| Text section |
Friday, October 21, 2011

Examined Christian Faith 'Getting Out of the Hole' 2.5 What is Christainity

All this leaves us with a frightening alternative.  Either the man I have been writing about was and is exactly who He said He is, or he is a lunatic.  It seems obvious to everyone that he is not a lunatic, so however strange, unlikely or terrifying it may seem, one is left with the inescapable conclusion that He was and is God.  God in-fact ahs landed on this enemy-occupied planet in human form. 

But why?  What was the purpose of it?  What did He come here to do?  To teach us, to correct our view on numerous, far and wide ranging issues.  However, you can not escape the current that runs through the New Testament, that always there is the discussion about something different - about His death and His rising again.   Christians believe that the primary point of the story of Jesus lies right here.  The main reason He came to earth was to suffer and to be killed and in the process His death somehow gave us a fresh start.  His death put us right with God once again.

| Instruction A |
In the post on what Christianity is, what is given as the main reason He came to earth?
| Instruction B |
Shorten the paragraph in the post on what Christianity is that starts with "But why?" while keeping its main facts.
| Instruction C |
Transcribe the post on what Christianity is word for word, from "Examined Christian Faith" up to and including "in human form.".

| Data lines |
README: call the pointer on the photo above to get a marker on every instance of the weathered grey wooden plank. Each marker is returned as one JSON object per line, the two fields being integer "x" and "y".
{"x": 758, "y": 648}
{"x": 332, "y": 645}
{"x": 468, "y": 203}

| Answer A |
To suffer and to be killed, and in the process His death somehow gave us a fresh start.

| Answer B |
He came to teach us and correct our views on many wide-ranging issues. But a constant thread in the New Testament is His death and rising again, which Christians see as the primary point of His story. He came mainly to suffer and be killed, and His death somehow gave us a fresh start and put us right with God again.

| Answer C |
Examined Christian Faith 'Getting Out of the Hole' 2.5 What is Christainity

All this leaves us with a frightening alternative.  Either the man I have been writing about was and is exactly who He said He is, or he is a lunatic.  It seems obvious to everyone that he is not a lunatic, so however strange, unlikely or terrifying it may seem, one is left with the inescapable conclusion that He was and is God.  God in-fact ahs landed on this enemy-occupied planet in human form.